Mark Hughes, Stoke City Part Ways Following FA Cup Loss to Coventry City

Christopher Simpson@@CJSimpsonBRFeatured ColumnistJanuary 6, 2018

LONDON, ENGLAND - SEPTEMBER 18:  Mark Hughes, Manager of Stoke City looks on during the Premier League match between Crystal Palace and Stoke City at Selhurst Park on September 18, 2016 in London, England.  (Photo by Warren Little/Getty Images)
Warren Little/Getty Images

Mark Hughes was relieved of his duties as manager of Stoke City on Saturday, hours after his side fell out of the FA Cup third round following a 2-1 defeat at League Two Coventry City.

The Potters confirmed Hughes' departure via the club's official Twitter account.

Monday's 1-0 defeat to Newcastle United was their 12th loss of the season, two days after shipping five against Chelsea having rested players ahead of the clash with the Magpies.

Stoke recently slipped into the Premier League's relegation zone and sat 18th at the time of Hughes' dismissal.

Football365's Daniel Storey was critical of Hughes following the defeat:

Daniel Storey @danielstorey85

Ten days ago, Mark Hughes said that his critics didn't watch Stoke matches and so didn't know what they were talking about. They knew what they were talking about.

Hughes took over at Stoke in 2013, replacing the long-serving Tony Pulis after seven straight years in charge.

The 54-year-old enjoyed a strong first campaign in the job, guiding the Potters to a ninth-placed finish—by finishing in the top half, the club enjoyed their best season since 1975.

Stoke matched that finish in each of the next two seasons, but the latter part of the 2015-16 season left much to be desired. They picked up just one win in their last seven games and suffered several heavy defeats, which could perhaps be looked upon with hindsight as a turning point in his Stoke career.

Despite the additions of players such as Joe Allen, Wilfried Bony and Saido Berahino the following year—seemingly strong acquisitions to give the team more depth in midfield and clinical options up front—they were unable to improve and came 13th.

In cup competitions, the best they fared under Hughes was to reach the League Cup semi-final in 2016, which they lost to Liverpool on penalties.

During his time with the Potters, Hughes has set about attempting to change the club's play from the physical, long-ball approach favoured under Pulis to a more progressive, passing style.

To do so, he brought in a number of more technically gifted players, including the likes of Bojan Krkic, Xherdan Shaqiri, Giannelli Imbula and Allen.

:: Parts of the exercise ::
#1 In the Hughes article, what position did Stoke City hold at the time of Hughes' dismissal?
#2 Print the passage of the Hughes article from "During his time" up to and including "Imbula and Allen.".
#3 Decide whether each statement agrees with the Hughes article, answering yes or no and quoting the deciding words: (a) Hughes succeeded Tony Pulis as Stoke manager in 2013. (b) Stoke lost the 2016 League Cup semi-final to Chelsea. (c) After adding Joe Allen, Wilfried Bony and Saido Berahino, Stoke finished 13th.
Rely solely on the Hughes article for what comes next.

:: Data entries ::
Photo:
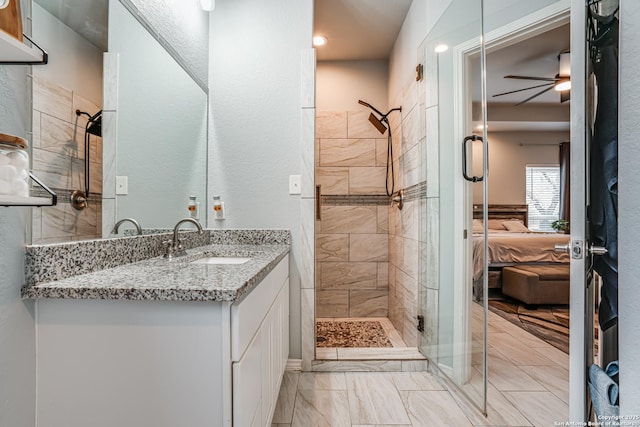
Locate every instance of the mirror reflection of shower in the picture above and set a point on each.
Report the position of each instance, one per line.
(79, 199)
(382, 124)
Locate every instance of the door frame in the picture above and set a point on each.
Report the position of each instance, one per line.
(536, 23)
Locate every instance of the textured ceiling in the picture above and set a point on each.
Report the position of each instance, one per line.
(358, 29)
(87, 18)
(537, 56)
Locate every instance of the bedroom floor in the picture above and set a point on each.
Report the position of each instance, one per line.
(528, 386)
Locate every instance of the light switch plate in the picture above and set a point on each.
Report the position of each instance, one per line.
(122, 185)
(295, 184)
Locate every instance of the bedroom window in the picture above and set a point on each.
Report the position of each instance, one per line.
(543, 196)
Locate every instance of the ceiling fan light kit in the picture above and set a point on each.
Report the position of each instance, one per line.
(561, 82)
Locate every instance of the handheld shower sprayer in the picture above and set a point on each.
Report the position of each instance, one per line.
(93, 127)
(382, 124)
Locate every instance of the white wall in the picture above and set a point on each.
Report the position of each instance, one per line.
(255, 107)
(73, 62)
(17, 326)
(508, 159)
(403, 57)
(340, 84)
(184, 27)
(629, 202)
(161, 127)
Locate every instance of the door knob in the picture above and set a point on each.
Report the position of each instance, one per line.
(575, 249)
(597, 250)
(563, 248)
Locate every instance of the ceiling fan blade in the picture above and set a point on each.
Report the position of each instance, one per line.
(534, 96)
(543, 79)
(520, 90)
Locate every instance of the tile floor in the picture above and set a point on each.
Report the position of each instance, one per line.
(528, 386)
(399, 351)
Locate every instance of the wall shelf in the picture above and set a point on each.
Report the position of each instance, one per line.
(12, 51)
(31, 201)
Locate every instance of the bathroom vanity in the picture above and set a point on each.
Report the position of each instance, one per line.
(165, 343)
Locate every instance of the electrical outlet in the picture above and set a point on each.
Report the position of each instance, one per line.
(122, 185)
(295, 184)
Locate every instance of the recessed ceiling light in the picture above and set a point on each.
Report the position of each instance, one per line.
(563, 85)
(441, 48)
(208, 5)
(319, 41)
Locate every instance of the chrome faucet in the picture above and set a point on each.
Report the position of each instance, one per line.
(131, 220)
(174, 247)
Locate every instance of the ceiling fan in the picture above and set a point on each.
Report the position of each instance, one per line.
(561, 82)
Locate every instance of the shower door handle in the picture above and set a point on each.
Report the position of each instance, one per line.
(464, 159)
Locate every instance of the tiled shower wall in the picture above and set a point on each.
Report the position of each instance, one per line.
(407, 234)
(58, 160)
(352, 232)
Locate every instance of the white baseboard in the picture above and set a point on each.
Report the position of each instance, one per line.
(294, 365)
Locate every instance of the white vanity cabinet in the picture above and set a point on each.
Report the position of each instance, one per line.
(128, 363)
(259, 350)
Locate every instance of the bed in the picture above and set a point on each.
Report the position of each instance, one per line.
(511, 247)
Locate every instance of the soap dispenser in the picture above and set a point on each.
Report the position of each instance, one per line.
(218, 208)
(193, 207)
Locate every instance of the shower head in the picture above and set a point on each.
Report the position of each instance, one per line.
(377, 123)
(366, 104)
(94, 123)
(95, 126)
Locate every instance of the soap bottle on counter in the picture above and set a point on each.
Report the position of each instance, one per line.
(218, 208)
(193, 207)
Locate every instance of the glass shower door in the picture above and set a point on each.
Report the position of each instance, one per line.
(454, 319)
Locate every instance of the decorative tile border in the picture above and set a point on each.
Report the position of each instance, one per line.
(355, 200)
(414, 192)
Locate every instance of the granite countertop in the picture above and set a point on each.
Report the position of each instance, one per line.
(177, 279)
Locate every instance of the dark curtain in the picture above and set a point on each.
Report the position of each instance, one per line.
(565, 194)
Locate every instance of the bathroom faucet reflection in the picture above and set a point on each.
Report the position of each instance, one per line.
(131, 220)
(174, 247)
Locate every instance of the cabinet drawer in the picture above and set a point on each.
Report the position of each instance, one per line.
(247, 393)
(248, 314)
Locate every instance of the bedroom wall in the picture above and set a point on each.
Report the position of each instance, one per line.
(509, 153)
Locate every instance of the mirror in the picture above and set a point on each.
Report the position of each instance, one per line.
(154, 124)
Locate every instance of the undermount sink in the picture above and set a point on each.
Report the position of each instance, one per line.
(221, 260)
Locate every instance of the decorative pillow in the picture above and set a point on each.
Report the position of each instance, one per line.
(495, 224)
(515, 225)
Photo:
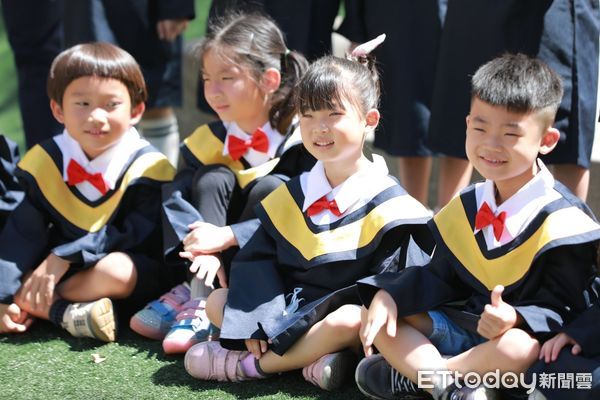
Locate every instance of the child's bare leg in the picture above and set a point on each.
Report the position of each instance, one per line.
(410, 350)
(113, 276)
(215, 306)
(513, 351)
(338, 331)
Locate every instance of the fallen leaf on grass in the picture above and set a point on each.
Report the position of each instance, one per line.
(97, 358)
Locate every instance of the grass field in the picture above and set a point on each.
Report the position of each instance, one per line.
(46, 363)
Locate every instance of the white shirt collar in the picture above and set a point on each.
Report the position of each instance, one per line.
(354, 192)
(520, 208)
(254, 157)
(110, 163)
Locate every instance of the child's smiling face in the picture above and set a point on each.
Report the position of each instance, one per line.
(336, 135)
(503, 145)
(96, 112)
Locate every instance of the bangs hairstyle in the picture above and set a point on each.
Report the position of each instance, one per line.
(255, 43)
(103, 60)
(331, 80)
(520, 83)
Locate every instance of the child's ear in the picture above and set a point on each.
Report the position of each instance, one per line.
(270, 81)
(136, 113)
(549, 140)
(372, 118)
(57, 111)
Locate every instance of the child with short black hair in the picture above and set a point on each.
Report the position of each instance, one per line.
(515, 255)
(87, 230)
(292, 301)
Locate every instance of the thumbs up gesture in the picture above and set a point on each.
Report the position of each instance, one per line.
(497, 317)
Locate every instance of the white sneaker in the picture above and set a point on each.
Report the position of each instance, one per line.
(94, 320)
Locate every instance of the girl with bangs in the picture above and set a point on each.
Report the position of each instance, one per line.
(291, 302)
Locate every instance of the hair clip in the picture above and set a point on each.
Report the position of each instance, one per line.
(366, 48)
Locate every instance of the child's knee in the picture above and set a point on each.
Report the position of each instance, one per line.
(118, 268)
(347, 317)
(215, 303)
(519, 346)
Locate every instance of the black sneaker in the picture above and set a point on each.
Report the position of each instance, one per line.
(376, 379)
(480, 392)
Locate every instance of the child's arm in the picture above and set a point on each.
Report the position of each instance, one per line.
(37, 292)
(382, 311)
(206, 267)
(497, 317)
(206, 238)
(551, 349)
(13, 319)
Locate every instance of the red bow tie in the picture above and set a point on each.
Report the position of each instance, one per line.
(321, 205)
(238, 147)
(77, 174)
(485, 216)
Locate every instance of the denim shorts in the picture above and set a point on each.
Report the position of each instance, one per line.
(449, 338)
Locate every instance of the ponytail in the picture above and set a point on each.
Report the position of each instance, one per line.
(283, 105)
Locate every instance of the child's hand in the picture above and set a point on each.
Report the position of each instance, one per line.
(37, 293)
(383, 311)
(207, 238)
(206, 267)
(12, 319)
(256, 347)
(497, 317)
(550, 349)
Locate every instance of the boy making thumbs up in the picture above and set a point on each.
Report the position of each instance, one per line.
(514, 257)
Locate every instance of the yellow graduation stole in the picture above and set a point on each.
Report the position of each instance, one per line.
(566, 225)
(91, 218)
(287, 218)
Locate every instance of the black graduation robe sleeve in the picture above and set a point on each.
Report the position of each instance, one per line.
(23, 246)
(260, 295)
(568, 272)
(136, 230)
(585, 330)
(177, 213)
(11, 193)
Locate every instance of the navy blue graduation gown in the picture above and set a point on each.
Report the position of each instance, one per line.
(205, 147)
(319, 263)
(547, 270)
(55, 217)
(11, 192)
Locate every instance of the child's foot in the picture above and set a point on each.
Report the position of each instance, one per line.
(376, 379)
(330, 371)
(481, 392)
(94, 320)
(191, 326)
(155, 320)
(209, 361)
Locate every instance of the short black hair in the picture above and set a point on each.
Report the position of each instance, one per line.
(330, 80)
(520, 83)
(103, 60)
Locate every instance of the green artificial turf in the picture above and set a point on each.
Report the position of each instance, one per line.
(47, 363)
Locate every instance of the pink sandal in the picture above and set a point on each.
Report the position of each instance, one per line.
(209, 361)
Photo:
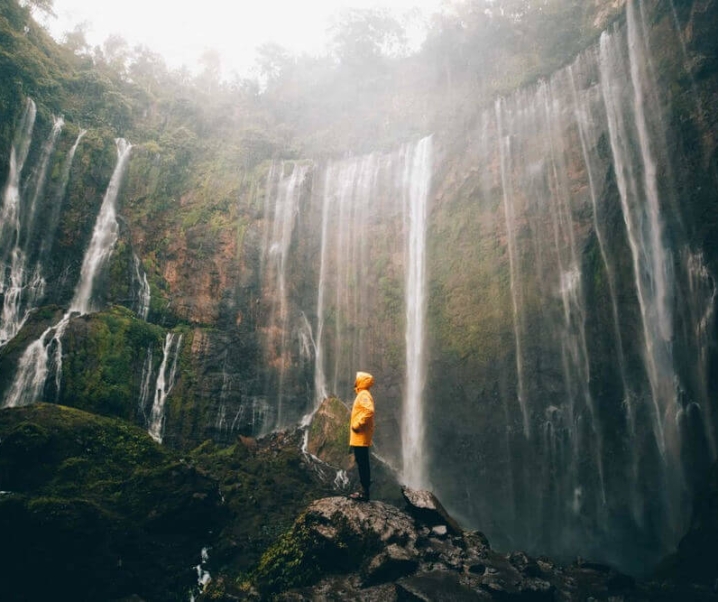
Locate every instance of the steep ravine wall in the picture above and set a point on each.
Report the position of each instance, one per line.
(569, 403)
(573, 295)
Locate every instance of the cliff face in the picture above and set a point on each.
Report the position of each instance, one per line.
(534, 294)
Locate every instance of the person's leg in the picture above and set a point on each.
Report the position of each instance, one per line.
(361, 455)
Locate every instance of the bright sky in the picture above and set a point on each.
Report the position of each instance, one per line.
(181, 31)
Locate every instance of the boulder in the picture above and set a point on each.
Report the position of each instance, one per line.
(328, 436)
(391, 564)
(427, 509)
(436, 585)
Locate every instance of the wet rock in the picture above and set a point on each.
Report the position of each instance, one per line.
(390, 565)
(328, 436)
(436, 585)
(427, 509)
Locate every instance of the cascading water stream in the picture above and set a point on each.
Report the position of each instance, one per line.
(143, 289)
(35, 363)
(166, 378)
(145, 383)
(416, 184)
(275, 256)
(50, 226)
(10, 211)
(504, 143)
(25, 286)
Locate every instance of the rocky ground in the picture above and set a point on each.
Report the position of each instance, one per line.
(101, 512)
(340, 549)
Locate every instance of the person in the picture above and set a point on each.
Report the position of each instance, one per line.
(362, 431)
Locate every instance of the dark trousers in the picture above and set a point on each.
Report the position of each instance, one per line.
(361, 455)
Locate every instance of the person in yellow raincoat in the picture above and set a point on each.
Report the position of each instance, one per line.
(362, 431)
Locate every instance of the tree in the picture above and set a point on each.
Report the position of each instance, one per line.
(363, 36)
(44, 6)
(76, 40)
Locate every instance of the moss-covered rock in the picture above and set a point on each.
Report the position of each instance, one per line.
(98, 509)
(328, 437)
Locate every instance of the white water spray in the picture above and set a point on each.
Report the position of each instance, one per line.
(165, 381)
(417, 184)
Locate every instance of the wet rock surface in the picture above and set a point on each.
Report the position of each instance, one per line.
(375, 551)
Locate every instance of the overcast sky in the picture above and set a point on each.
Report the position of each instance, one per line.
(181, 31)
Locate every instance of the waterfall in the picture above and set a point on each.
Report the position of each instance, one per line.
(608, 419)
(54, 211)
(504, 142)
(143, 288)
(25, 286)
(416, 185)
(104, 236)
(145, 383)
(165, 381)
(285, 191)
(36, 362)
(10, 211)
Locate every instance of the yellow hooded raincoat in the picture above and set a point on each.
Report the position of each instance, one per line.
(362, 420)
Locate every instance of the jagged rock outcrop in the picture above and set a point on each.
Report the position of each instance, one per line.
(328, 436)
(342, 549)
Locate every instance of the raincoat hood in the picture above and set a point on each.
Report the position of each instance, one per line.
(364, 380)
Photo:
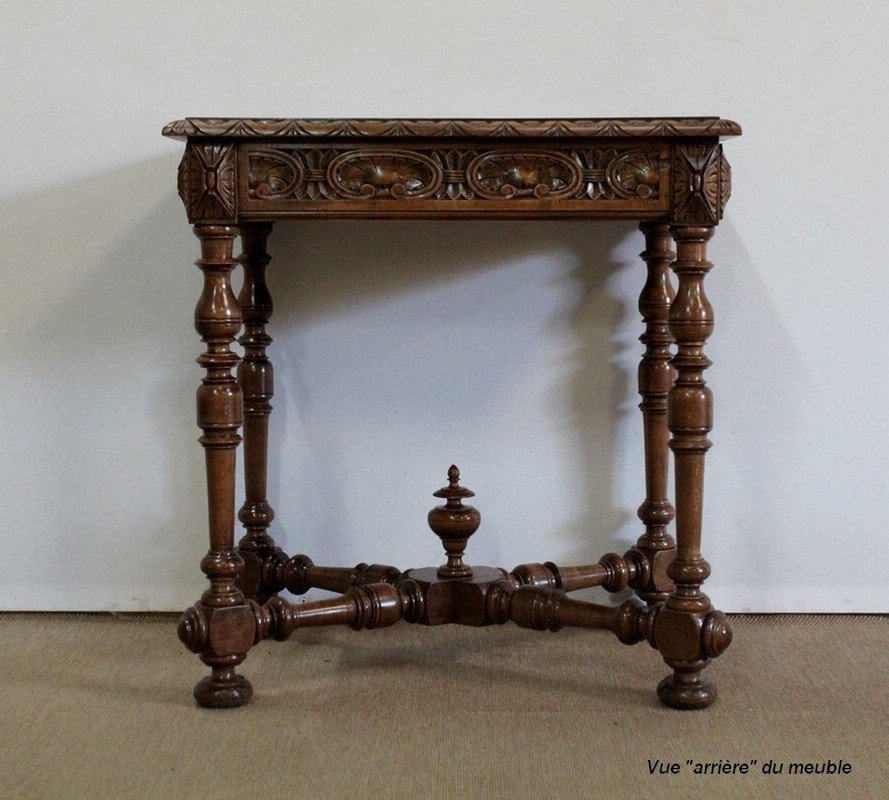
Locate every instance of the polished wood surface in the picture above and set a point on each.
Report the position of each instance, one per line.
(238, 176)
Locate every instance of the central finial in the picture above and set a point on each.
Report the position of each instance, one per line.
(454, 523)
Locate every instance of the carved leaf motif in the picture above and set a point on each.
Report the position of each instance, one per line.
(696, 183)
(207, 182)
(399, 174)
(502, 174)
(679, 126)
(725, 181)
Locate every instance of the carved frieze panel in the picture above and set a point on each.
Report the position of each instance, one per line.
(207, 182)
(289, 173)
(701, 183)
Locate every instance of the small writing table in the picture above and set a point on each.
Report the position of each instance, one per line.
(239, 176)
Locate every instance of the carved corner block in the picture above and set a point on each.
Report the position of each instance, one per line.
(702, 183)
(207, 181)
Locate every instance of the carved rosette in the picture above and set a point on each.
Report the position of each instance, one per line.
(541, 174)
(635, 174)
(701, 183)
(399, 174)
(273, 173)
(207, 182)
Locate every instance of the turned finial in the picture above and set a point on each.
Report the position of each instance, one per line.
(454, 523)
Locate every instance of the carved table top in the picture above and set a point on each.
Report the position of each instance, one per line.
(265, 169)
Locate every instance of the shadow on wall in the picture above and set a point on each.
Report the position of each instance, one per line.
(473, 300)
(449, 323)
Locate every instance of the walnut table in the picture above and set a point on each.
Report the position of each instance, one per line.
(239, 176)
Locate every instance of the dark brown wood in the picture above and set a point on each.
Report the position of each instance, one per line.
(684, 619)
(221, 625)
(655, 549)
(670, 175)
(454, 523)
(256, 378)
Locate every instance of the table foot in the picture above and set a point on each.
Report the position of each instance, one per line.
(686, 691)
(223, 689)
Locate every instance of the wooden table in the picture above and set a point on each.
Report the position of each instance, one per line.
(239, 176)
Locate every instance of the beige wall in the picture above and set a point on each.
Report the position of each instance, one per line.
(101, 486)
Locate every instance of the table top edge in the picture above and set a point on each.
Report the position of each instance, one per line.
(309, 128)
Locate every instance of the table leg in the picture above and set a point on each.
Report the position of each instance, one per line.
(655, 549)
(688, 631)
(221, 627)
(256, 378)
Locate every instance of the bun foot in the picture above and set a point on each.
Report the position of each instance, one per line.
(686, 691)
(223, 691)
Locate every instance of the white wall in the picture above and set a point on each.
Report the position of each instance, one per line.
(401, 347)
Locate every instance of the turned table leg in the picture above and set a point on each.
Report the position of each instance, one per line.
(221, 627)
(655, 549)
(256, 378)
(687, 630)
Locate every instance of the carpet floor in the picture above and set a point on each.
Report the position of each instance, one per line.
(100, 706)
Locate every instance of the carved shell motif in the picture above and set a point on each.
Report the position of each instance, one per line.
(500, 174)
(399, 174)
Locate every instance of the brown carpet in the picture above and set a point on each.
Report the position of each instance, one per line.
(100, 706)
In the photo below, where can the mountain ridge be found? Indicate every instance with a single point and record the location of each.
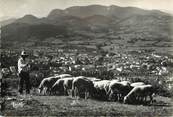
(91, 24)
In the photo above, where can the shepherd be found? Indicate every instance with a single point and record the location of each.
(23, 71)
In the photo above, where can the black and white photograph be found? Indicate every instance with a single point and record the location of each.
(78, 58)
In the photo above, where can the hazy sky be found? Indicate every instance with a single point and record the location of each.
(40, 8)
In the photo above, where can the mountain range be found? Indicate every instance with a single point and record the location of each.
(89, 26)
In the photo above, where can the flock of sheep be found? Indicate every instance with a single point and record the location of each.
(85, 87)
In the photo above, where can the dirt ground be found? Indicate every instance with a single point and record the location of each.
(67, 106)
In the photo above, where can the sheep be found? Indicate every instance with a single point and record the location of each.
(118, 89)
(80, 86)
(140, 93)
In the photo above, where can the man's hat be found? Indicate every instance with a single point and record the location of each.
(23, 53)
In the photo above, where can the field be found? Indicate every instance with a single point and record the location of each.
(68, 106)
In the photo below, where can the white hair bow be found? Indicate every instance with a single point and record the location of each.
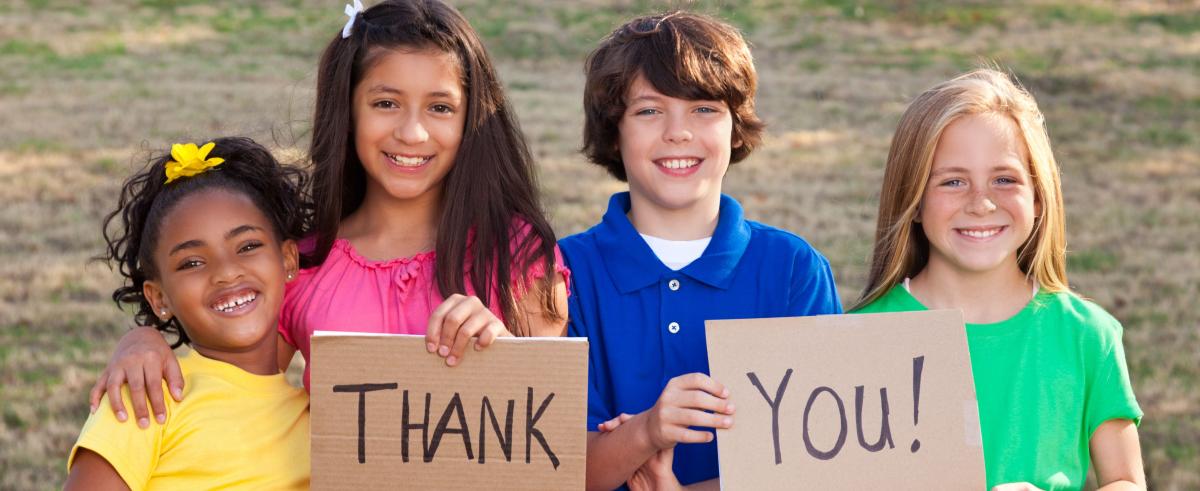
(353, 11)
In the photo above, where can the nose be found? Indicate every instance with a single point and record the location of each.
(981, 204)
(677, 130)
(226, 271)
(411, 130)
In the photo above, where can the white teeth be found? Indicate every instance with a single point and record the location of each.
(679, 163)
(981, 234)
(229, 305)
(407, 161)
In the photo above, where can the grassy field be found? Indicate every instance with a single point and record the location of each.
(87, 88)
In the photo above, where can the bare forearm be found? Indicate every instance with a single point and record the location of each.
(1122, 485)
(705, 485)
(615, 455)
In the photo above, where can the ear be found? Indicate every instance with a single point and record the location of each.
(291, 258)
(159, 303)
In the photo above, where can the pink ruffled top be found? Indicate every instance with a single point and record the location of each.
(352, 293)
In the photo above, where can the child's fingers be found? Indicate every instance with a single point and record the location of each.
(688, 418)
(693, 436)
(115, 379)
(175, 378)
(612, 424)
(699, 400)
(468, 329)
(489, 334)
(137, 378)
(154, 394)
(433, 329)
(455, 319)
(700, 382)
(97, 390)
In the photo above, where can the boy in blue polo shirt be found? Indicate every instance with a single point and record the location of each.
(670, 105)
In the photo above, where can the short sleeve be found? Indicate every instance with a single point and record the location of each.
(130, 449)
(814, 291)
(1111, 394)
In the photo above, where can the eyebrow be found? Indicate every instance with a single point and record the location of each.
(198, 243)
(647, 97)
(389, 89)
(964, 171)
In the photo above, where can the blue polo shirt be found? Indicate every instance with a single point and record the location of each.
(646, 323)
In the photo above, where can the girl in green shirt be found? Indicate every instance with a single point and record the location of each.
(971, 217)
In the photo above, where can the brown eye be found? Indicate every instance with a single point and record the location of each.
(250, 246)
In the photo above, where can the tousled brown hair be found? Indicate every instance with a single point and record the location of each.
(901, 247)
(683, 55)
(490, 190)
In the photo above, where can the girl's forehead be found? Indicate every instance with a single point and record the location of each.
(408, 66)
(987, 132)
(209, 211)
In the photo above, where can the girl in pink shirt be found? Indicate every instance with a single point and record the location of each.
(426, 217)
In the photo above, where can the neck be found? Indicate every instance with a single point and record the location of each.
(696, 221)
(984, 298)
(262, 358)
(385, 228)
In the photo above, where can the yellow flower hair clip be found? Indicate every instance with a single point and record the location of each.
(189, 160)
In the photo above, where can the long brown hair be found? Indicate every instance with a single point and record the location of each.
(901, 249)
(489, 192)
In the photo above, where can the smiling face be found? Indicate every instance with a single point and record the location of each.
(408, 113)
(979, 204)
(221, 271)
(676, 151)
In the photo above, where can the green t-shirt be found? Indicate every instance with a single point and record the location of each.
(1045, 379)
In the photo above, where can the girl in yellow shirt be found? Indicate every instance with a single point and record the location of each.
(204, 239)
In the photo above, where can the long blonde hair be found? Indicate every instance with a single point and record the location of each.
(901, 250)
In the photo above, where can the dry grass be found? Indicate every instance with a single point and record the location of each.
(87, 88)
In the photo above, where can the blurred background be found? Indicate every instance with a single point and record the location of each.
(88, 89)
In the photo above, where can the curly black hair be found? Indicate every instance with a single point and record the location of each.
(131, 231)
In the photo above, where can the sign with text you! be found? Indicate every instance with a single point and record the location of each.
(852, 401)
(388, 414)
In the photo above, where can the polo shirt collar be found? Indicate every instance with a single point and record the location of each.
(634, 265)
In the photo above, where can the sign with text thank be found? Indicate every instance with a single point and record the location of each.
(388, 414)
(852, 401)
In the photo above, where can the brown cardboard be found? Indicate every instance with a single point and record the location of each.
(378, 370)
(934, 444)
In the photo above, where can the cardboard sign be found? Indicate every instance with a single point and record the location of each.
(855, 401)
(388, 414)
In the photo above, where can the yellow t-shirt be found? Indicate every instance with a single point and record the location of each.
(234, 430)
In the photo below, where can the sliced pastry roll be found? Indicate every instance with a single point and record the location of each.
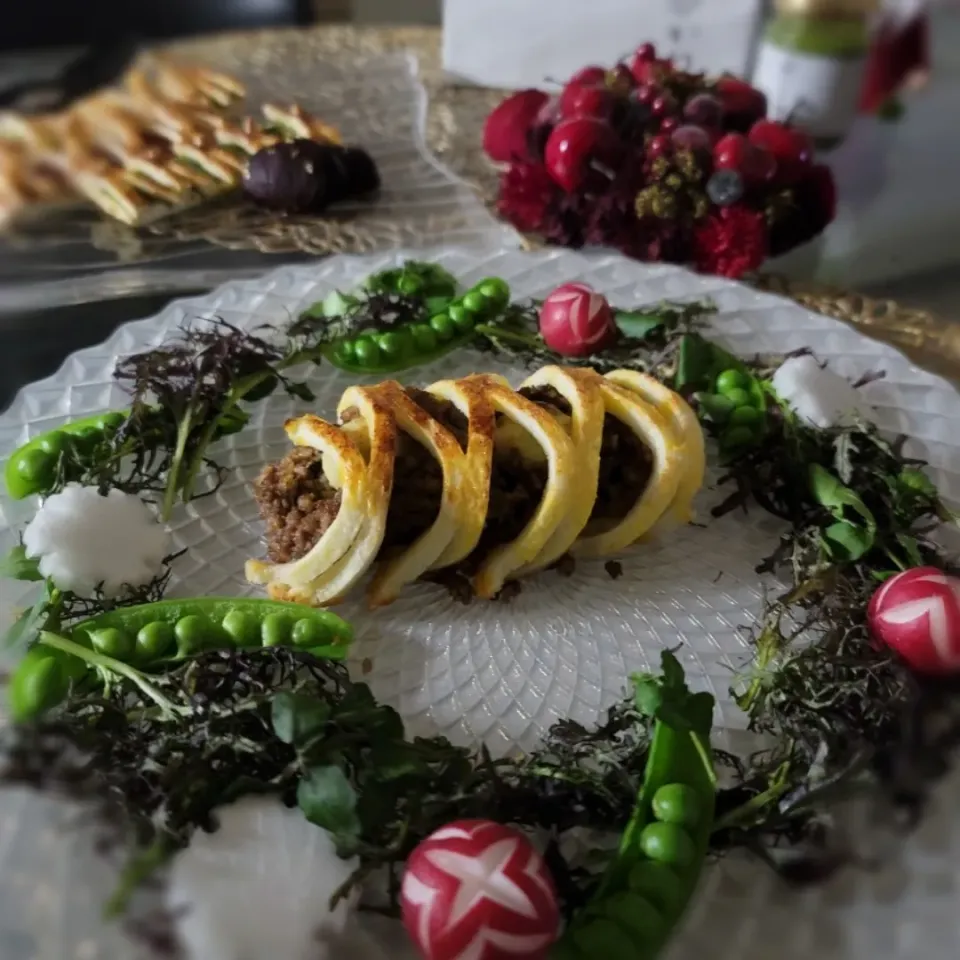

:: Numbered answers ::
#1 18th in the Premier League.

#2
During his time with the Potters, Hughes has set about attempting to change the club's play from the physical, long-ball approach favoured under Pulis to a more progressive, passing style.

To do so, he brought in a number of more technically gifted players, including the likes of Bojan Krkic, Xherdan Shaqiri, Giannelli Imbula and Allen.

#3
(a) Yes: "Hughes took over at Stoke in 2013, replacing the long-serving Tony Pulis after seven straight years in charge."
(b) No: "reach the League Cup semi-final in 2016, which they lost to Liverpool on penalties."
(c) Yes: "they were unable to improve and came 13th."